## [Written task]
Arrange the lines of the records below as a Markdown table with two columns, Row and Line, numbering each row and leaving out blank lines. Start at the line that contains "Note: mark the green" and end at the last line of the records.

## [Some records]

|---|

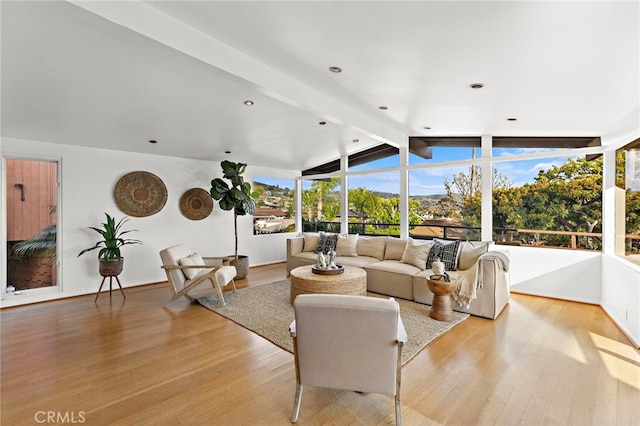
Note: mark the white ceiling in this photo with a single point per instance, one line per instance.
(117, 74)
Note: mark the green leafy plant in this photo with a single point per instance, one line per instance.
(235, 195)
(112, 239)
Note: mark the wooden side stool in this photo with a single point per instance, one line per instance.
(441, 309)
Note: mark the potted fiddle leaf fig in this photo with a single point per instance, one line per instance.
(235, 194)
(110, 260)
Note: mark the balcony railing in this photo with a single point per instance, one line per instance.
(522, 237)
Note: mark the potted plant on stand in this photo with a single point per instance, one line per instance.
(110, 260)
(236, 196)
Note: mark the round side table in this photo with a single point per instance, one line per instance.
(303, 281)
(441, 309)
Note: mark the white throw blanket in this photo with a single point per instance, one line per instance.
(470, 281)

|---|

## [Finished exercise]
| Row | Line |
|---|---|
| 1 | Note: mark the green leafy plant in this photo with a single point per instance, one line per instance. |
| 2 | (235, 195) |
| 3 | (112, 239) |
| 4 | Note: mark the wooden side stool in this photo with a single point per instance, one line per instance. |
| 5 | (441, 309) |
| 6 | Note: mark the potted fiddle leaf fig in this photo with a single point per instance, one line per instance. |
| 7 | (235, 194) |
| 8 | (110, 260) |
| 9 | Note: mark the balcony railing in this photo with a single point per instance, one line per instance. |
| 10 | (522, 237) |
| 11 | Note: mark the potted plant on stand in this photo with a single point per instance, one line per instance. |
| 12 | (110, 260) |
| 13 | (236, 196) |
| 14 | Note: mark the round side table in this photo with a single point per instance, one line per instance. |
| 15 | (303, 281) |
| 16 | (441, 309) |
| 17 | Note: mark the white throw blanket in this photo with a single point per instance, one line per instance. |
| 18 | (470, 281) |